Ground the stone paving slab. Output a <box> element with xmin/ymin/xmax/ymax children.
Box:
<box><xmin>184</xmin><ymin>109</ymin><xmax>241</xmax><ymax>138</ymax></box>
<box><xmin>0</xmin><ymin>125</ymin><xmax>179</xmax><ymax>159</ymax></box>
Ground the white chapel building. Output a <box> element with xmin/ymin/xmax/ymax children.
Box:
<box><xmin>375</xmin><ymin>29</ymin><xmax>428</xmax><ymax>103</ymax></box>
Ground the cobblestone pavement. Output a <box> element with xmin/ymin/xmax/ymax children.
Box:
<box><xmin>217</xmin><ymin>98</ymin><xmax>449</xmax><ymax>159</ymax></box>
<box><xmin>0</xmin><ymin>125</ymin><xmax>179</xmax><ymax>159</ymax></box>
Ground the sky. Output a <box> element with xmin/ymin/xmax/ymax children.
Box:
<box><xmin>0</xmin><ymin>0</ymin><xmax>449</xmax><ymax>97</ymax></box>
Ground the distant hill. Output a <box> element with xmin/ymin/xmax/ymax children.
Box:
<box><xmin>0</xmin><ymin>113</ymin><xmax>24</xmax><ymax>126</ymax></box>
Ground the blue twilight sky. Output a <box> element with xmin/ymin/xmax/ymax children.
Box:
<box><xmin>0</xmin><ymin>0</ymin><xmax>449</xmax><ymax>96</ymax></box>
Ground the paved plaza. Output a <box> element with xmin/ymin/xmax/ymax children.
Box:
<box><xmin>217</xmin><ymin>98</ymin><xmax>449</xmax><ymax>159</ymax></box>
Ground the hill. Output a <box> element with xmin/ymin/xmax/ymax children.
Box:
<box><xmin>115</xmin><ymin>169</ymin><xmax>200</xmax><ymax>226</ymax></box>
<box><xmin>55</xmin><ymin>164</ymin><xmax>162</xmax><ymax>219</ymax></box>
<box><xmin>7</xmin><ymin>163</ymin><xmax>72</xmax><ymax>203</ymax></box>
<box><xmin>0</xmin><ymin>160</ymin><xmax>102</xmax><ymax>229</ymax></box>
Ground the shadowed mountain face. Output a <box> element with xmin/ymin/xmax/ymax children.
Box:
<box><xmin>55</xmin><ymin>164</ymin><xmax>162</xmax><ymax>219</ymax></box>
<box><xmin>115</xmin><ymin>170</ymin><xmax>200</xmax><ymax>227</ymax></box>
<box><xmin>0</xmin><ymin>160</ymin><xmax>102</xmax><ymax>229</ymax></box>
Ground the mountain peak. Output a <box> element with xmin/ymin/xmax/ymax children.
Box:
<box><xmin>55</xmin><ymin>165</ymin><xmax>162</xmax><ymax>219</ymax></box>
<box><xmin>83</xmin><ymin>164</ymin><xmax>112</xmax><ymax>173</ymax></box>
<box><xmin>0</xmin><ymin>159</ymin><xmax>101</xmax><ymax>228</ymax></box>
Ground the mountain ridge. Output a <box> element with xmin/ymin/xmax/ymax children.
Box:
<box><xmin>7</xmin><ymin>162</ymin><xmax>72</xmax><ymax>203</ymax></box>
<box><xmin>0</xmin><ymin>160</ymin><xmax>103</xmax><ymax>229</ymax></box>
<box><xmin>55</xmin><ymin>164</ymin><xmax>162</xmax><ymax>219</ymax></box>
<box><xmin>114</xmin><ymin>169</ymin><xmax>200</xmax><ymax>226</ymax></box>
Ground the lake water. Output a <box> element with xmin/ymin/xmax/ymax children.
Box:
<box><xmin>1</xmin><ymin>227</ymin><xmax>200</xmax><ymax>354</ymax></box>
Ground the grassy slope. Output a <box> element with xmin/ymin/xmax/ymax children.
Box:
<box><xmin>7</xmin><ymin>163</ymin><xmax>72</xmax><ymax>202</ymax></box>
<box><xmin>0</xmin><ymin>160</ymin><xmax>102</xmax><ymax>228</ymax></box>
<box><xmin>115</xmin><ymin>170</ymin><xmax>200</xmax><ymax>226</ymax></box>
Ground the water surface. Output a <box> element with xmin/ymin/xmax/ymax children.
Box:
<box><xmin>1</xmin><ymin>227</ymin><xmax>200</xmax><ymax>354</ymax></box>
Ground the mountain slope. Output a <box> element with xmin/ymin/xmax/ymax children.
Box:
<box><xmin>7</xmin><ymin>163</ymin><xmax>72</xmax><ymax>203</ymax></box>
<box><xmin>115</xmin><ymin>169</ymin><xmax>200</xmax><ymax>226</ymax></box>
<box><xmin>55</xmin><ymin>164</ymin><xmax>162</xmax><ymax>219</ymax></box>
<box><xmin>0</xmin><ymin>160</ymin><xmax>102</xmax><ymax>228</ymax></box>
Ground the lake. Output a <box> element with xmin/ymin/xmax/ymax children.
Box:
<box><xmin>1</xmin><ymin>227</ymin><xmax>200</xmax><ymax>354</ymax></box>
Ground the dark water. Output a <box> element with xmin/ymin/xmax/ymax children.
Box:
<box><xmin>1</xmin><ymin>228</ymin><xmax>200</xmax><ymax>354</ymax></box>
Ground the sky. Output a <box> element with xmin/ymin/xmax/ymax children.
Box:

About this exercise -
Output the material above exactly, but only from the line that carries "Ground the distant" through the line that carries "Ground the mountain peak.".

Result of the exercise -
Ground the distant hill. Output a <box> element with xmin/ymin/xmax/ymax children.
Box:
<box><xmin>0</xmin><ymin>113</ymin><xmax>24</xmax><ymax>126</ymax></box>
Ground the blue twilight sky. Output a <box> element with xmin/ymin/xmax/ymax children.
Box:
<box><xmin>0</xmin><ymin>0</ymin><xmax>449</xmax><ymax>96</ymax></box>
Ground the paved plaza. Output a <box> element with xmin/ymin/xmax/ymax children.
Box:
<box><xmin>217</xmin><ymin>98</ymin><xmax>449</xmax><ymax>159</ymax></box>
Ground the hill. Output a <box> element with xmin/ymin/xmax/ymax children.
Box:
<box><xmin>115</xmin><ymin>169</ymin><xmax>200</xmax><ymax>226</ymax></box>
<box><xmin>55</xmin><ymin>164</ymin><xmax>162</xmax><ymax>219</ymax></box>
<box><xmin>7</xmin><ymin>163</ymin><xmax>72</xmax><ymax>203</ymax></box>
<box><xmin>0</xmin><ymin>160</ymin><xmax>102</xmax><ymax>229</ymax></box>
Ground the shadowed mountain face. Output a <box> element with xmin/ymin/xmax/ymax children.
Box:
<box><xmin>55</xmin><ymin>164</ymin><xmax>162</xmax><ymax>219</ymax></box>
<box><xmin>115</xmin><ymin>170</ymin><xmax>200</xmax><ymax>227</ymax></box>
<box><xmin>0</xmin><ymin>160</ymin><xmax>102</xmax><ymax>229</ymax></box>
Ground the mountain peak. Output a <box> element with xmin/ymin/xmax/ymax children.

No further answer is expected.